▶ PAGE TEXT

Lewis Gantman and Joseph Finkelstein, two Philadelphia board members of the Auschwitz-Birkenau Memorial Foundation, offered Borowski the chance to bring the exhibit to Philadelphia. January 2020 will mark the 75th anniversary of the liberation of the concentration camps. Gantman and Finkelstein hope it honors the memory of those who lived and died at Auschwitz. They describe the former camp as “the largest Jewish graveyard in history” and “a crime scene.”

According to Gantman, Auschwitz has two million visitors a year and gives tours in 22 languages to help educate the world about what happened there. They see the traveling art exhibit as a chance to bring some part of that experience to those who can’t travel to Poland to see the historical site.

Finkelstein, whose parents both survived concentration camps, wants everyone to remember what happened to Jewish people during the 1930s and 40s and resolve never to let it happen again, to anyone. Joseph’s father told him regularly, “You have to fight bigotry and hatred.” He sees the 20 pieces on display at the National Liberty Museum as doing just that, combating hatred by preserving objects and memories it threatened to destroy.

More than one million Jewish people were killed at Auschwitz. Many who did survive found themselves unable to convey the things they endured and witnessed. Finkelstein says his parents suffered great trauma. “It was very painful for them to talk about,” he said.

Gantman and Finkelstein say that the art in the exhibit conveys stories of those who perished at Auschwitz, or survived but were too traumatized to talk about the experience. On January 27, 2020, the 75th anniversary of liberating the camps, a number of Auschwitz survivors will speak about their experiences in the camp. Their speeches will be simulcast at the National Liberty Museum.

▶ RECORDS SUPPLIED

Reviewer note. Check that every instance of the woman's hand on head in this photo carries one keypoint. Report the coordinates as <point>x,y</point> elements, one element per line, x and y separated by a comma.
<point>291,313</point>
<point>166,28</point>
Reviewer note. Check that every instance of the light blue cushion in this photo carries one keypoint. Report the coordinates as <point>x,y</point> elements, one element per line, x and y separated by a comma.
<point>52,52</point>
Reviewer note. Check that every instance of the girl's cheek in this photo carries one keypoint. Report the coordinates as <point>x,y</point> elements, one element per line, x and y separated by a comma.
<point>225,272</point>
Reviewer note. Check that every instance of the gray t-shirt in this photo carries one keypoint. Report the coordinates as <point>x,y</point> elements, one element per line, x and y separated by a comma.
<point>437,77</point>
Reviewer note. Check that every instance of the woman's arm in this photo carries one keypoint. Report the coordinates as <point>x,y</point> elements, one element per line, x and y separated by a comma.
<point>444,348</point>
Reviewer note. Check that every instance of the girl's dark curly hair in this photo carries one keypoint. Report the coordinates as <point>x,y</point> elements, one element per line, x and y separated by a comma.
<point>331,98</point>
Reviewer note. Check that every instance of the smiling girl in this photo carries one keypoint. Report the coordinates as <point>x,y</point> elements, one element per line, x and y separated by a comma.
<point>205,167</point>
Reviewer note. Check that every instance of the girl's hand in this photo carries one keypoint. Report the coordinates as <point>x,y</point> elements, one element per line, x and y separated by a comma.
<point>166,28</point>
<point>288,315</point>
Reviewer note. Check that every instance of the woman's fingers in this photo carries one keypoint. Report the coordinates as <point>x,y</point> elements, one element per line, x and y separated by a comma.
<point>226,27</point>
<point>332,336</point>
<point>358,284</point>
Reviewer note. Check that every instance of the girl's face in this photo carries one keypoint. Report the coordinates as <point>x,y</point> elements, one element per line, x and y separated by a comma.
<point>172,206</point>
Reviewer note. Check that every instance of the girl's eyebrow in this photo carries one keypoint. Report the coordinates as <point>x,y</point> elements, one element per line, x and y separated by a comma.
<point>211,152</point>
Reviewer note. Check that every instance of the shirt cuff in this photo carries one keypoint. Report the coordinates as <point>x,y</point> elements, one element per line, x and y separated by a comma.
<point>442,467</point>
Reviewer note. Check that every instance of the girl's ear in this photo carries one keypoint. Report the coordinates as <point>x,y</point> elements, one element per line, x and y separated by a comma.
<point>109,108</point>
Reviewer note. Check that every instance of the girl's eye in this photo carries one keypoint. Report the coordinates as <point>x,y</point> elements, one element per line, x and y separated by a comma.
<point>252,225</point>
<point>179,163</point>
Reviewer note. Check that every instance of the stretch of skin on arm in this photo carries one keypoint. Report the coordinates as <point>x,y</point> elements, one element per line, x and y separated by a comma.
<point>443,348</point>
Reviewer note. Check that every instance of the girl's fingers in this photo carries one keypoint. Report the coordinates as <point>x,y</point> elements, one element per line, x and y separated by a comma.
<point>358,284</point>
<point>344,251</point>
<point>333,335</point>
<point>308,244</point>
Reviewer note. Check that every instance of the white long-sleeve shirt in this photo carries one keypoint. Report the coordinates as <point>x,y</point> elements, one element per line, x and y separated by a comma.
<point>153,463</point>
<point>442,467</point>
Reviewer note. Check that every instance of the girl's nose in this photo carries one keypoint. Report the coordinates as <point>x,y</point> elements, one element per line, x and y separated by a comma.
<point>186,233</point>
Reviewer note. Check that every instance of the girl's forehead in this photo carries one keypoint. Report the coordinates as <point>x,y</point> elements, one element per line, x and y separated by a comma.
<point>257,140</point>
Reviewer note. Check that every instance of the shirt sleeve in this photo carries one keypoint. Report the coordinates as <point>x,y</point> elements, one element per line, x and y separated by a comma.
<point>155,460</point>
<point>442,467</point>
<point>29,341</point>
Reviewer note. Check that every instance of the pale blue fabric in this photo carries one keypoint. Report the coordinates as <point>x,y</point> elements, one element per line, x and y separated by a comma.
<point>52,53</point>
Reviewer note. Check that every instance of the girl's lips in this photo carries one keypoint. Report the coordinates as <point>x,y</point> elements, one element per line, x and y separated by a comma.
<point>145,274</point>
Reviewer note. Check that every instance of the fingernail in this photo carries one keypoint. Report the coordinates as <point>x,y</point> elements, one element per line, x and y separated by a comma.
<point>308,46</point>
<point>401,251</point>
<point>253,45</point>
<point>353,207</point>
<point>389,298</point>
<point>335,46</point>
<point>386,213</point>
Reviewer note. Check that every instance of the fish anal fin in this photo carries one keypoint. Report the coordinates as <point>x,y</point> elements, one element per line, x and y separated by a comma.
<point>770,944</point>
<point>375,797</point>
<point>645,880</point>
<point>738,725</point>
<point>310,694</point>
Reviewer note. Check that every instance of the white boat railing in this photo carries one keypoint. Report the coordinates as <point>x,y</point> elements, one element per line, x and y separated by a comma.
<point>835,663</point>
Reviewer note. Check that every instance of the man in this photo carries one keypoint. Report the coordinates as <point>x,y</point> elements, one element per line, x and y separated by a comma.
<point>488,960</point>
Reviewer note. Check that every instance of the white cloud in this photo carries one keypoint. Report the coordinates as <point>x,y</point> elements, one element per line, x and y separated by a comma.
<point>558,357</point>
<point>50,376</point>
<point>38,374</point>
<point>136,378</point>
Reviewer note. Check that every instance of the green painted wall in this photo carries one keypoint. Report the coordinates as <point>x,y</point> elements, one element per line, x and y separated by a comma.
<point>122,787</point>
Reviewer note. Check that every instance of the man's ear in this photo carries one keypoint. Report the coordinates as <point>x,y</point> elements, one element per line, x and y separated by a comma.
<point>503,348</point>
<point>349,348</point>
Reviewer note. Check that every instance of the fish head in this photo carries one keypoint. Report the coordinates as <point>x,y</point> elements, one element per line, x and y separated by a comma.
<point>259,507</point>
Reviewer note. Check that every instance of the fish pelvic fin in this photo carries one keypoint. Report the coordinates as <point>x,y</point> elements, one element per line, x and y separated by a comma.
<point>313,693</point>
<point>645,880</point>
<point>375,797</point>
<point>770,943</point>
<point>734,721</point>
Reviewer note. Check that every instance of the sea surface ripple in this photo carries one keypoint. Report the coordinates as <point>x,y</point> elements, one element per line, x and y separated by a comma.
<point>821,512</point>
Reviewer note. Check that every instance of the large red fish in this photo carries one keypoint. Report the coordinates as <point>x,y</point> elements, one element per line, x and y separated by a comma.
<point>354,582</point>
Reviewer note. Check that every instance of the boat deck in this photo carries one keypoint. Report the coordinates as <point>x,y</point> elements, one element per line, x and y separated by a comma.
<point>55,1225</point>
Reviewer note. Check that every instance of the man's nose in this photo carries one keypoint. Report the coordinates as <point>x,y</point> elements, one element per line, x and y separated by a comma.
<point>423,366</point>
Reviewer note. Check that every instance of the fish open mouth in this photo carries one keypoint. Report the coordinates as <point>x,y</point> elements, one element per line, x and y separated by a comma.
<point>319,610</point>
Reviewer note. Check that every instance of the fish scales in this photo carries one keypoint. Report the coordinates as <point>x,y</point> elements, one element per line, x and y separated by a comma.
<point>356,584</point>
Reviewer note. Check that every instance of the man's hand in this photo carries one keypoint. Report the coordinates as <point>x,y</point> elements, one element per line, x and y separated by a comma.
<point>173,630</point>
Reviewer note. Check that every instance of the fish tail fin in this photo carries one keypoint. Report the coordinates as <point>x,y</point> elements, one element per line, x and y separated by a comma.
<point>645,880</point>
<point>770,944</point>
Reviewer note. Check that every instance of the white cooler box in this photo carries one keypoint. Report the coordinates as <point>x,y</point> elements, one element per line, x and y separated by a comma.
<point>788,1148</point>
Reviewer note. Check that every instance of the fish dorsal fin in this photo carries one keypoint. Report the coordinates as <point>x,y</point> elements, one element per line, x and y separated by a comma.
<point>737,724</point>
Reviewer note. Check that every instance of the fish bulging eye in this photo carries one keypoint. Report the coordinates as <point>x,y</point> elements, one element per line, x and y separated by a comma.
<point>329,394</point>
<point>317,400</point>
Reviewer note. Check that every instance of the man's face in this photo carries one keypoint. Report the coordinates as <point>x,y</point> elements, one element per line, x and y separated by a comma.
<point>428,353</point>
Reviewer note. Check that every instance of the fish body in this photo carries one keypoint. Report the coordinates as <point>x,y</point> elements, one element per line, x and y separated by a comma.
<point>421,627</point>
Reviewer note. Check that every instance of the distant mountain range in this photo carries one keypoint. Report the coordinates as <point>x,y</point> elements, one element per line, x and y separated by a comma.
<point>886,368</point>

▶ TASKS AND EXERCISES
**A.** In the records, recast the lines from the line with "Reviewer note. Check that every instance of the girl's dark" to the line with "<point>331,98</point>" as a JSON list of strings, one string per line, with blank lines omitted.
**B.** Extend the passage on the Auschwitz art exhibit in Philadelphia, picking up after its final sentence.
The text and the records have no connection to each other.

▶ RESULTS
**A.**
[
  "Reviewer note. Check that every instance of the girl's dark curly hair in this photo carries one keypoint. Report the coordinates as <point>x,y</point> elements, one element per line, x and y separated by a comma.",
  "<point>331,98</point>"
]

**B.**
A Portrait of Piotr Kajzer, by Franciszek Jaźwiecki, Buchenwald 1944. (Auschwitz-Birkenau State Museum)

Bill Schwabe, who just turns 96 today, escaped Nazi persecution in 1939. He was just fifteen years old. He now lives at an assisted living facility in Jenkintown. Before becoming refugees and relocating to Philadelphia, the Schwabes were a proud and prominent Jewish family that owned a thriving store in the center of their hometown, Hanau.

“Our store was destroyed in 1938 during Kristallnacht,” Schwabe said, “One very faithful employee helped my mother pick up the pieces.”

Kristallnacht, known as the “Night of Broken Glass,” was a night in November of 1938 where a mob murdered over 90 Jews and vandalized Jewish-owned stores, buildings, and synagogues.

Although the Schwabe family escaped, they were far from unscathed. Bill’s father spent time in a concentration camp. His mother developed PTSD and suffered from lifelong anxiety. His father’s role became comforting her and reminding her that they were safe.

When Gantman and Finkelstein discovered that the exhibit’s opening, Schwabe’s birthday and Veteran’s Day all fall on the same day, they offered to provide Schwabe with transportation to and from the museum and a private tour. Schwabe hopes to feel well enough to take them up on the offer.